__EXERCISE PROMPT__: Summarize the head trauma study below in two sentences.

__SUPPLIED PASSAGE__:

==================================================

Abstract
Objectives
The objectives of this study are to explore the most common causes, patterns, and severities of head traumas, to evaluate the outcomes of traumatic head injury (TBI) patients followed in the clinic, and to calculate the prevalence of admitted cases.
Methods
In our retrospective cohort study, we included all the cases of adults above 18 years old diagnosed with head traumas (171 patients). The inclusion criteria were patients who presented to the emergency department at National Guard Health Affairs (NGHA), Jeddah, Saudi Arabia from 2016 to 2020. Patients were categorized according to their Glasgow Coma Scale (GCS) score upon admission.
Results
Of the 171 patients in this study, 151 (88.3%) were males and 20 (11.7%) were females. The median age of our patients was 31 years. Most of the cases had no medical illnesses 124 (72.5%). The most common mechanism of injury was motor vehicle accidents (MVAs) in the majority of our cases (105, 61.4%), followed by falls from heights (34, 19.9%). The commonest computed tomography (CT) finding was subdural hematoma (47, 27.4%). The majority of the associated injuries were thoracic cases (43, 25.1%), followed by spinal (40, 23.4%). Most of the patients were admitted to NGHA (120, 70.2%), while the rest (51, 29.8%) were transferred from other hospitals. Of the total of 171 patients, 134 (78.4%) were treated conservatively. There were no associations between mortality nor length of stay and patients’ demographics, except for GCS on admission showed a significant p-value (<0.005).
Conclusion
In this study, it was found that the most common causes of TBI are MVAs followed by falls from heights. Therefore, preventive measures such as traffic safety rules need to be addressed.
Keywords: subdural hematoma (sdh), fall from height, glasgow coma scale, motor vehicle accident, traumatic brain injuries
Introduction
Traumatic brain injury (TBI) is any interference with the normal function of the brain that can be caused by any force to the head the latter of which has been shown by Al-Habib et al. to result from mainly MVAs and pedestrian injuries [1,2]. It has been reported that the global incidence rate of TBI at 200 per 100,000 people annually, making it an essential topic of research [3]. Moreover, TBI is the leading cause of morbidity and mortality in Americans between 1 and 45 years old [4]. The most common cause of TBI is motor vehicle accidents (MVAs) contributing to 60% of all injuries followed by falls which account for 25%-30% of total injuries [5]. Similarly, a study conducted in Riyadh, Saudi Arabia revealed that the majority of injuries were caused by motor vehicle collisions and pedestrian injuries in 69.4% and 16.8%, respectively [2].

==================================================

__RECORDS SHOWN__:

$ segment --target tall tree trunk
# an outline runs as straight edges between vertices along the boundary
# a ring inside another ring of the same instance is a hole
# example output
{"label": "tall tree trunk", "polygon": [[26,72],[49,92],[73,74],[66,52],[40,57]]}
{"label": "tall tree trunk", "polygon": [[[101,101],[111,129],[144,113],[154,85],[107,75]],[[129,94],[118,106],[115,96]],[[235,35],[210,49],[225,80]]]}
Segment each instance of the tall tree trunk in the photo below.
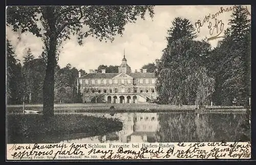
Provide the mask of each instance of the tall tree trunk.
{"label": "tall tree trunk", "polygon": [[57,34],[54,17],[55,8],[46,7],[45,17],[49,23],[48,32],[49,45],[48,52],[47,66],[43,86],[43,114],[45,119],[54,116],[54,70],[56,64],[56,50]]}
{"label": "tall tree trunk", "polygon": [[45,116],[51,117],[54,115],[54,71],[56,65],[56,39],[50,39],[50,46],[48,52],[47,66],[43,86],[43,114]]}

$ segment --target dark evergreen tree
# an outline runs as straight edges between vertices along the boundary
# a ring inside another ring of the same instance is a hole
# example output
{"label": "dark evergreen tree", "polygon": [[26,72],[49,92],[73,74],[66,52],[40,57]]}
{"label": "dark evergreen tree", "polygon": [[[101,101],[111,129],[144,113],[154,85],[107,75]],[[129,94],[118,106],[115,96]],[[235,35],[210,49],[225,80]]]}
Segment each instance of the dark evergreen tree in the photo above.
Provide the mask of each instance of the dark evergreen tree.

==================================================

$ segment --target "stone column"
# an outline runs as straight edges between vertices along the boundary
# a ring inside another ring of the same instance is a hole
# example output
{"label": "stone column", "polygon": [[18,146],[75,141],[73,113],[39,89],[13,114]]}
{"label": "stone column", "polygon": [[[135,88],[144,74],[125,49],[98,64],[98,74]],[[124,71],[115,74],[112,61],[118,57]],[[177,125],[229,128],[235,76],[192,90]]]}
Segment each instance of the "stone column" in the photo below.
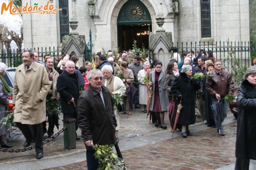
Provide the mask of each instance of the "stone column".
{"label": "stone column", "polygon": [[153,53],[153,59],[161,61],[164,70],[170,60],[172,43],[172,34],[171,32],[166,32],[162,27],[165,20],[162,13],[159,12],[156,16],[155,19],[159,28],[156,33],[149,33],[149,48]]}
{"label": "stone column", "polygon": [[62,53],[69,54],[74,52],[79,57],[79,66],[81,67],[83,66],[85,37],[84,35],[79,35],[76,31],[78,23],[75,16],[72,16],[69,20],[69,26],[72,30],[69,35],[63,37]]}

==================================================

__YOUR SOLUTION__: A retrospective cohort study of 171 adults who presented with head trauma to the emergency department at National Guard Health Affairs in Jeddah, Saudi Arabia, from 2016 to 2020 found that most patients were male and that motor vehicle accidents were the most common cause of injury, followed by falls from heights. Subdural hematoma was the most common CT finding, most patients were treated conservatively, and the study concludes that preventive measures such as traffic safety rules need to be addressed.